** 指示 **
以下のエントリーを最初から最後まで、一字一句変えずに書き写してもらえますか？画像は含めないでください。
:::
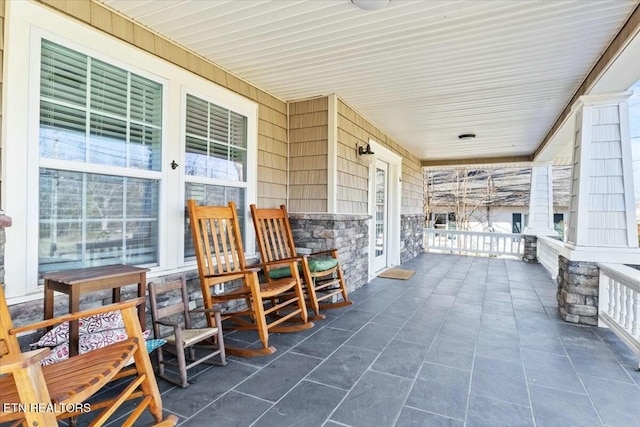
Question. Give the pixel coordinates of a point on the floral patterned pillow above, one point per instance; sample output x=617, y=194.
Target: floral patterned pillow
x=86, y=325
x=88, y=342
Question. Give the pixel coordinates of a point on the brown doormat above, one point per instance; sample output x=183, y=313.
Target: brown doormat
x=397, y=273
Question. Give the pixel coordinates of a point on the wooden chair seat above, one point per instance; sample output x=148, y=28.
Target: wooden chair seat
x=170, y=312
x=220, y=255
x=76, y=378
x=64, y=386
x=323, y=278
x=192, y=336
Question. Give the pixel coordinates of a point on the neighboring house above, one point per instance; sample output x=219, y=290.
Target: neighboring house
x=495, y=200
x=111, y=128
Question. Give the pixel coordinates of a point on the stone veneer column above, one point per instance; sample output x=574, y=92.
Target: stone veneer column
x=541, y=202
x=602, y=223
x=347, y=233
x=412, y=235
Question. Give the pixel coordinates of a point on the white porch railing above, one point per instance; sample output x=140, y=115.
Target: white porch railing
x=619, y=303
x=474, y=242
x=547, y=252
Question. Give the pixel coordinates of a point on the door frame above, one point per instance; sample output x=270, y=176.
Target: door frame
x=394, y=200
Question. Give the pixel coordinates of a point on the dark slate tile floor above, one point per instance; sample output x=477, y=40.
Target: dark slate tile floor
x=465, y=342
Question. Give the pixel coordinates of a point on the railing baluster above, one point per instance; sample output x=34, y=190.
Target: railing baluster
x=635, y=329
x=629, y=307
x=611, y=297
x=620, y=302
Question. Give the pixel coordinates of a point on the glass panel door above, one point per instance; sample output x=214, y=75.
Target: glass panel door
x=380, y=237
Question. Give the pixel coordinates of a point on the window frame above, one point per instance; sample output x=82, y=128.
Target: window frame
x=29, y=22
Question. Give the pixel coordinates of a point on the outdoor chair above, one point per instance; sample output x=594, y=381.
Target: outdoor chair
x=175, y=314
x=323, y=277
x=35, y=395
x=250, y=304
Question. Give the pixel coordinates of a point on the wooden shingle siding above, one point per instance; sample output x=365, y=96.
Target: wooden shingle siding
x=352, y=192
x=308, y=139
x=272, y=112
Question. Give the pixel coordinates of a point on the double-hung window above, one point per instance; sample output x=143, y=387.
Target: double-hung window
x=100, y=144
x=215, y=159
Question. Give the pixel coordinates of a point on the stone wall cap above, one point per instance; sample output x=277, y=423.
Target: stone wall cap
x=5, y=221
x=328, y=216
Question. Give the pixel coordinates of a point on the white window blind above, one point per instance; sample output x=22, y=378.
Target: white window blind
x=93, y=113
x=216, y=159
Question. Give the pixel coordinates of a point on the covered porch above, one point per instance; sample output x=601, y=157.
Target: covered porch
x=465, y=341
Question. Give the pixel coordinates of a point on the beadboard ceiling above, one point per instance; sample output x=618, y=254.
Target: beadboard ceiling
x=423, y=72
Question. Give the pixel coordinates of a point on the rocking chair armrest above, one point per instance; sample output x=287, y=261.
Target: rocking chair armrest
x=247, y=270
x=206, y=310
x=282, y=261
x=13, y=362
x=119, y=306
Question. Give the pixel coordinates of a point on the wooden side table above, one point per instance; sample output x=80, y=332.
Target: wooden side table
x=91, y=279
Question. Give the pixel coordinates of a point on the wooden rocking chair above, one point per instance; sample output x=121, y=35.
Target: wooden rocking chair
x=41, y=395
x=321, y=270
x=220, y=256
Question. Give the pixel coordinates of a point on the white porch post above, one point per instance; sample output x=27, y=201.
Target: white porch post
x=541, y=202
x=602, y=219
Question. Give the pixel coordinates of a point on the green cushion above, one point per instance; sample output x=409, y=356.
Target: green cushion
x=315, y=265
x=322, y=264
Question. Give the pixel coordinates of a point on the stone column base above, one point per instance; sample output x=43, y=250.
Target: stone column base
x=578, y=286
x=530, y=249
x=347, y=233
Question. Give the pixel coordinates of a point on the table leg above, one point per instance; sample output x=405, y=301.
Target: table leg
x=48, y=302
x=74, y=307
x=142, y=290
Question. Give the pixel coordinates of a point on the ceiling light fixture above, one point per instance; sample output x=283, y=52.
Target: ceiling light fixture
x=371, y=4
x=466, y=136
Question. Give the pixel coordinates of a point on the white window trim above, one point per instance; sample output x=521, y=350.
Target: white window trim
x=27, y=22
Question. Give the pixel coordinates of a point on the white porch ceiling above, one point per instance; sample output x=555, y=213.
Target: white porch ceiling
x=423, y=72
:::
** 解答 **
Question. Give the pixel coordinates of a point on the floral patterned pillow above, one point per instance; sample output x=617, y=194.
Target: floral patterned pillow
x=86, y=325
x=88, y=342
Question. Give the pixel coordinates of a point on the brown doormat above, one point per instance; sample output x=183, y=313.
Target: brown doormat
x=397, y=273
Question. Give the pixel coordinates of a point on the wooden chair seat above, one point per instance; sample output x=148, y=28.
Target: wooden chair seat
x=170, y=312
x=220, y=255
x=76, y=378
x=64, y=386
x=323, y=278
x=192, y=336
Question. Give the pixel coordinates of a point on the neighboring house above, one point per instance; sample output x=219, y=290.
Target: neighboring house
x=495, y=200
x=111, y=128
Question. Give the pixel coordinates of a point on the stone veneer column above, one point per instance; sample output x=574, y=92.
Target: stone veneer column
x=541, y=202
x=602, y=223
x=347, y=233
x=412, y=235
Question. Give the pixel coordinates of a point on the white porch railing above, one point per instance; sample output x=140, y=115.
Target: white porch railing
x=619, y=303
x=474, y=242
x=547, y=252
Question. Give the pixel coordinates of a point on the door frame above, one point per instance; sample output x=270, y=176.
Target: door frame
x=394, y=200
Question. Give the pixel coordinates of a point on the dark slate tile floor above, one point per instance; sample output x=477, y=40.
Target: dark slate tile floor
x=465, y=342
Question. Give the pixel coordinates of a point on the railing baluster above, one point per instance; sample output x=34, y=190.
Target: railing baluster
x=635, y=329
x=629, y=307
x=611, y=297
x=620, y=302
Question. Give the pixel coordinates of a point on the glass panel door above, one point per instance; sample output x=214, y=75.
Target: glass panel door
x=380, y=237
Question. Give the pixel coordinates of a point on the window frame above, one point per instance; sample output x=82, y=128.
Target: window frame
x=29, y=22
Question. Give the pixel coordinates of a point on the outdoor chair above, one point per instance; sample output x=594, y=381.
Target: outdoor chair
x=175, y=314
x=323, y=277
x=35, y=395
x=250, y=304
Question. Give the pixel coordinates of a point on the wooden shingle siding above, one point per instance; sample output x=365, y=96.
Target: wooden shingle siding
x=352, y=192
x=308, y=139
x=272, y=112
Question. Give the pixel coordinates of a point on the double-hung window above, one point per instance; sample output x=143, y=387.
Target: double-hung window
x=100, y=144
x=215, y=159
Question. Give the pixel coordinates of a point on the stone wall cap above, one point per instance; sample output x=277, y=423.
Target: stone wall cap
x=5, y=221
x=328, y=216
Question. Give the pixel coordinates of a point on the white window blind above, one point per instance; sample output x=22, y=378.
Target: white window blind
x=93, y=113
x=216, y=159
Question. Give the pixel coordinates of a point on the covered porch above, one point per instance; sample output x=601, y=157.
Target: covered porch
x=465, y=341
Question. Give the pixel coordinates of a point on the beadboard ceiling above, one point per instance; sample output x=618, y=254.
Target: beadboard ceiling
x=423, y=72
Question. Give the pixel coordinates of a point on the rocking chair armrest above, one point per instance; sample output x=287, y=261.
Target: rocking chair armrest
x=247, y=270
x=206, y=310
x=282, y=261
x=13, y=362
x=119, y=306
Question. Give the pixel coordinates of a point on the wooden side table above, one point per instance; sample output x=80, y=332.
Target: wooden side table
x=91, y=279
Question. Give the pixel coordinates of a point on the wooden rocking chair above, one point per instance; sample output x=121, y=35.
Target: wooden rocking chair
x=41, y=395
x=321, y=270
x=220, y=256
Question. Give the pixel coordinates of a point on the white porch post above, one point per instance; sample output x=27, y=201.
Target: white porch post
x=541, y=202
x=602, y=219
Question. Give the pixel coordinates of a point on the green cushion above, one point per instance; sample output x=409, y=356.
Target: green cushion
x=315, y=265
x=322, y=264
Question. Give the pixel coordinates of a point on the stone column base above, one point per instance; sample output x=43, y=250.
Target: stone column base
x=578, y=286
x=530, y=249
x=347, y=233
Question. Give the pixel coordinates of a point on the table leg above, one point per instance; sample output x=405, y=301.
Target: table leg
x=48, y=302
x=74, y=307
x=142, y=290
Question. Give the pixel coordinates of a point on the ceiling light fixture above, one point per instance; sample output x=283, y=52.
Target: ceiling light fixture
x=371, y=4
x=466, y=136
Question. Give the pixel coordinates of a point on the white window trim above, one point per instance; sample output x=521, y=350.
Target: white window trim
x=27, y=22
Question. Give the pixel coordinates of a point on the white porch ceiling above, one point per instance; sample output x=555, y=213.
Target: white porch ceiling
x=423, y=72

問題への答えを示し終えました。